* REQUIREMENT 1:
How many lines of the listing contain the string "wall"? Reply with the number alone.

* TEXT:
━━━━━━━━━━

Lmdi-

I am sooo sorry I have not been around more. I have been lurking and reading your thread though over the last month.

I have to agree with NYS that you are attaching tons of meeting to the house thing—I have done that too with my H’s condo that he purchased.

Well, I have not been a good DB buddy so I don’t know if you even want to hear from me but perhaps my not pasting will give me a different perspective. BTW- I know you wrote this when you were mad and emotional but here is what I see……


I told him that i did, but that it seems as if what i have to say doesn't make a difference anyway.

I could see how this would make him feel defensive and I think that is what happened.


His response: your opinion is important.
Wow . Maybe he has not shown this in the past but is trying to show this now.

Really? Could have fooled me! Anyway, this descended into a conversation where he just got angry, i tried not to get defensive (when what i really wanted to tell him was FU) and we basically hung up. He said how i was the one who insisted that the house be sold, but that he had been willing to hang on and see what happens. This was news for me. I told him how when we went to the mediator back in September he presented it as the D was inevitable. So, my stance regarding the house was that it would be sold, b/c i didn't want him living there after we D. He basically flip-flopped and said this was my doing, yada yada. He just got pissed off. I tried to explain to him that if he feels the D isn't a done deal, then of course the house didn't have to be sold. But, he really had no comment about that. I asked him if this was just another way to punish me, and he said no, b/c i was getting more money than he felt i was entitled to anyway when the house is sold (a$$hole). Then he tried to be a martyr...how he made the phone call out of common courtesy so i wouldn't be blindsided tonight. Gee, like i didn't see the real estate folder when i was there on Sunday.

When I get mad … I do it 110%. I too usually avoid confrontations. So I feel your pain. It is so similar to what my H and me do : scrape open old wounds and reference things from a long time ago.

This is dwelling in the past for both of you… I would just forget this entire part of the convo … OF COURSE you both got defensive. You were both taking “stances” and positions: it was about who is right and who wronged whom. Also, like I said above you are both attaching a lot of meaning and giving a lot of power to a house. MY DB coach really had me work on deconstructing the meaning I was attaching to my H’s condo. Still have a long way to go on that but it really helped me to let go a bit.

━━━━━━━━━━

* REQUIREMENT 2:
Can you write the next part of the forum reply about the argument over selling the house, picking up after its last sentence?

* ITEMS:
━━━━━━━━━━

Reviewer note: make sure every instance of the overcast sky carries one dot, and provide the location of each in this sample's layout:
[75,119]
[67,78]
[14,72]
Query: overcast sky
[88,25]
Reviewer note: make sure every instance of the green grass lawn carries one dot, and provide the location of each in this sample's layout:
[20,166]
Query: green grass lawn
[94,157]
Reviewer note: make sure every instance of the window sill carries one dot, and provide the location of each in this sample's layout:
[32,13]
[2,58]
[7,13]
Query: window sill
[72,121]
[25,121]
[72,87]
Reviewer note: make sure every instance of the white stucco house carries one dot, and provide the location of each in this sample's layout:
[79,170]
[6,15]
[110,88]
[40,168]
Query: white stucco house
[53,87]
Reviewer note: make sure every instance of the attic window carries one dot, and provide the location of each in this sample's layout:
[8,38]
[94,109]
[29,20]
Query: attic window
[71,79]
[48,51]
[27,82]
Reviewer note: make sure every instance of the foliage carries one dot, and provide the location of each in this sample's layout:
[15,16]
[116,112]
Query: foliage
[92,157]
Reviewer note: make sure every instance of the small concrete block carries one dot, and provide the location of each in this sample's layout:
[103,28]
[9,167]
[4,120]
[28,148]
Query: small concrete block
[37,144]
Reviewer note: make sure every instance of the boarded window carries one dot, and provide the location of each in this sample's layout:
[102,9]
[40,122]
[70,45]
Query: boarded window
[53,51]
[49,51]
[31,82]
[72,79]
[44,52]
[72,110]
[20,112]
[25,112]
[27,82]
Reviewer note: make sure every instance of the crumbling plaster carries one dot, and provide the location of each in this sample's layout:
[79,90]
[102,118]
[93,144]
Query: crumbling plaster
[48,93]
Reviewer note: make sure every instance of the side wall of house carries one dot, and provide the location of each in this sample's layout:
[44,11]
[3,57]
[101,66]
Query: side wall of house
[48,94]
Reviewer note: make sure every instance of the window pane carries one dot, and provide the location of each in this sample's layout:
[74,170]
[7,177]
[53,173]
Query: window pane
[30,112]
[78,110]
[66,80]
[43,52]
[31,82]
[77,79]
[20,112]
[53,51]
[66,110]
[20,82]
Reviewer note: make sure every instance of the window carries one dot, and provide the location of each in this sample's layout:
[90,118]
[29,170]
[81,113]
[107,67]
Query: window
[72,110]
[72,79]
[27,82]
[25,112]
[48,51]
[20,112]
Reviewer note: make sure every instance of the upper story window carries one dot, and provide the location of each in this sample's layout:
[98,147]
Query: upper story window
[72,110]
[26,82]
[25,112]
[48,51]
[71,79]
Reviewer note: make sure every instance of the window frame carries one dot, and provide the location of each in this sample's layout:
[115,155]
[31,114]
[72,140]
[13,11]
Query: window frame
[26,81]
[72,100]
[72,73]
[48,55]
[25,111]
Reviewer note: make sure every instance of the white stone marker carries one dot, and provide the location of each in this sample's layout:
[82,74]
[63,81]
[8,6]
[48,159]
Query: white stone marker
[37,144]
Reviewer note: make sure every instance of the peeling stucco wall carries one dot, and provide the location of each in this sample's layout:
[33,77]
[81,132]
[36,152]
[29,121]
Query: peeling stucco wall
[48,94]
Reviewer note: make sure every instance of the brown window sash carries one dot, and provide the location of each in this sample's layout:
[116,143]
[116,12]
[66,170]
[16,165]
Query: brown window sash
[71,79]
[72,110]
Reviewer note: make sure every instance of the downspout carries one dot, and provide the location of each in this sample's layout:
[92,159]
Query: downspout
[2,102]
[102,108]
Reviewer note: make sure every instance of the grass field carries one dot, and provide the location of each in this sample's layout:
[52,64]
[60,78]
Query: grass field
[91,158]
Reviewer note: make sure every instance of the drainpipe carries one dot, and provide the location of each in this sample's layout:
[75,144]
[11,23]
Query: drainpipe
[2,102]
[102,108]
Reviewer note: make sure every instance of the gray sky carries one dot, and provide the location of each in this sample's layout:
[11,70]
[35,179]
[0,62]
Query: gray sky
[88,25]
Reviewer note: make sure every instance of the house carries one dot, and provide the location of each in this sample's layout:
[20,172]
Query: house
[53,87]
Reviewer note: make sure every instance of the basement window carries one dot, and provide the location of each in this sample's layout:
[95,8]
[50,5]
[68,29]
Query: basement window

━━━━━━━━━━

* WRITTEN RESPONSE 1:
4

* WRITTEN RESPONSE 2:
HH wrote this great post to me about only being able to remember the last 2 weeks- there is some wisdom in this. I realize with myself that I always get stuck when I pull up the past. I can even be doing well and then I think of how he hurt me and betrayed me (and in that sense is stilt hurting me ) and then I can cry , get angry and instantly spiral.
Also, this 2 week thing frees you up more to seethe person as a person… not as a non-human bad guy.

I am not saying that you roll over and be walked on but feeling compassion can free you up to focus on yourself and create a feeling of safety in your interaction with H. Really, what if you just chuck it up to feelings taking over and not give that interaction so much weight. What if you said instead: how nice that he didn’t want to blindside me . How nice that he values my opinion. (There are a lot of great techniques in the Divorce as Friends book and website).




He tried to insinuate that selling the house is only accelerating the D. How? If there was a chance that the D wasn't going to happen, then i would be willing to hold off on selling. But, he said, no, this is what you (me) wanted. I did remind him however how he said when we first were doing the agreement, that if things changed we could just throw it out. So, what's the problem now?

Clearly, he does not know what he wants. IMO he is trying to avoid deciding. Are you ready to decide or do you want to still hold on? That is the question, I guess.


How do i handle this? Do i express my feelings over this? I want to tell him how he made me feel today.

I am sure he knows- but there is no way he can HEAR this now. In the end, you probably made him feel not –so- good too. (I am not excusing him AT ALL. I just know how those arguments spiral.) Don’t let this argument have so much power over you!

OK, I wrote this in a hurry. I can’t miss my train but I really wanted to write you something. If you get this AFTER seeing him and things blew up… just take a breath from that and don’t give it so much importance.


Yes, I know easier said than done… all of this. I also know it is a big oversimplification. Maybe I am just in the mood to play devil’s advocate!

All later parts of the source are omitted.